▶ DATA EXTRACTS:
___
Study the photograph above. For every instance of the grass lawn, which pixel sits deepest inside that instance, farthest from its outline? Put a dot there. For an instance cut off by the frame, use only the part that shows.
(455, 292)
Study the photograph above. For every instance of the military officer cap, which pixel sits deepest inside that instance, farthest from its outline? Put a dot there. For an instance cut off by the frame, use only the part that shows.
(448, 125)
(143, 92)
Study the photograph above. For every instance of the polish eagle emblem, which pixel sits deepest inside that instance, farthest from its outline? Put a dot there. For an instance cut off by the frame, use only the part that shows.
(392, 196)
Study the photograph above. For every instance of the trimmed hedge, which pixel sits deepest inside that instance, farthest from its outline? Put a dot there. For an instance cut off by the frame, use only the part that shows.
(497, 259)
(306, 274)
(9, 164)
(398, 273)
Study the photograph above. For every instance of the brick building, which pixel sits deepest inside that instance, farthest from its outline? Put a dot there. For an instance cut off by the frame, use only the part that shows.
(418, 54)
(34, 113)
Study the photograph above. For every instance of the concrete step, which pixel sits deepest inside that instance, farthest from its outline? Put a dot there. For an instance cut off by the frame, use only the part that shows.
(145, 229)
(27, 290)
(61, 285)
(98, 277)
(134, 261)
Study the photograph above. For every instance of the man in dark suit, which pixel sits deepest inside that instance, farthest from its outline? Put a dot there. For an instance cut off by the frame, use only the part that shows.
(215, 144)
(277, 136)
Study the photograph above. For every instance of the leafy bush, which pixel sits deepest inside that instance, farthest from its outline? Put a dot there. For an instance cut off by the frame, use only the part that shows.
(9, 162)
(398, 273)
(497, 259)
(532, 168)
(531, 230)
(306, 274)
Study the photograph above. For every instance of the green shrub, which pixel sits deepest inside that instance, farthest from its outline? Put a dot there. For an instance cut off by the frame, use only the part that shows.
___
▶ WORK INSTRUCTION: Provide all the records again, word for word.

▶ REPLY TO THE TASK:
Study the photograph above. For every instance of the grass lawn, which pixel sits deepest inside that instance, farthest from its outline? Put a dot there. For an instance cut off by the frame, use only the part that shows.
(455, 292)
Study the photograph above. For every instance of the military officer cap, which pixel sits deepest inside that instance, farthest from its outline? Put a dot there. For an instance cut off by the frame, use only the part that shows.
(448, 125)
(143, 92)
Study the photograph above. For every instance of the polish eagle emblem, which pixel sits deepest inside that instance, farthest from its outline? Put a dot there. For an instance cut off by the frame, use only the part that shows.
(392, 196)
Study the photograph above. For every instance of the trimmed hedge, which pixel sits deepest inside that instance, farthest from its outline? Put a dot there. For an instance cut off by the frame, use only the part that shows.
(497, 259)
(306, 274)
(9, 164)
(398, 273)
Study the photograph above. For every instance of the brick building, which pixel sits deepest inside that instance, farthest from its outline? Put a dot there. For an instance cut off by the frame, use only the part that shows.
(418, 54)
(34, 113)
Study the photograph above. For every instance of the concrete step, which pixel sits deepest inside that instance, farthest from its outline? Put a dot there. For an instance cut off by the frame, use only the part that shows.
(145, 229)
(27, 290)
(61, 285)
(98, 277)
(134, 261)
Study the photograph above. For every instance of the man in dark suit, which pixel sits deepest inside that instance, farthest from its outline? Put a dot there. For an instance cut off by the frame, use only the part that shows.
(215, 144)
(277, 136)
Study the photograph above. For every instance of the leafy bush, which pixel sits deepest inside that instance, farthest from its outline? Put a dot there. For an instance cut off by the frame, use only the part that shows.
(9, 162)
(398, 273)
(497, 259)
(532, 168)
(531, 230)
(306, 274)
Study the photograph above. For every instance of the green shrub, which pixel sits deepest inside that instance, farthest from its outline? Put a dot there. For an instance cut off by the frame, use only the part that shows.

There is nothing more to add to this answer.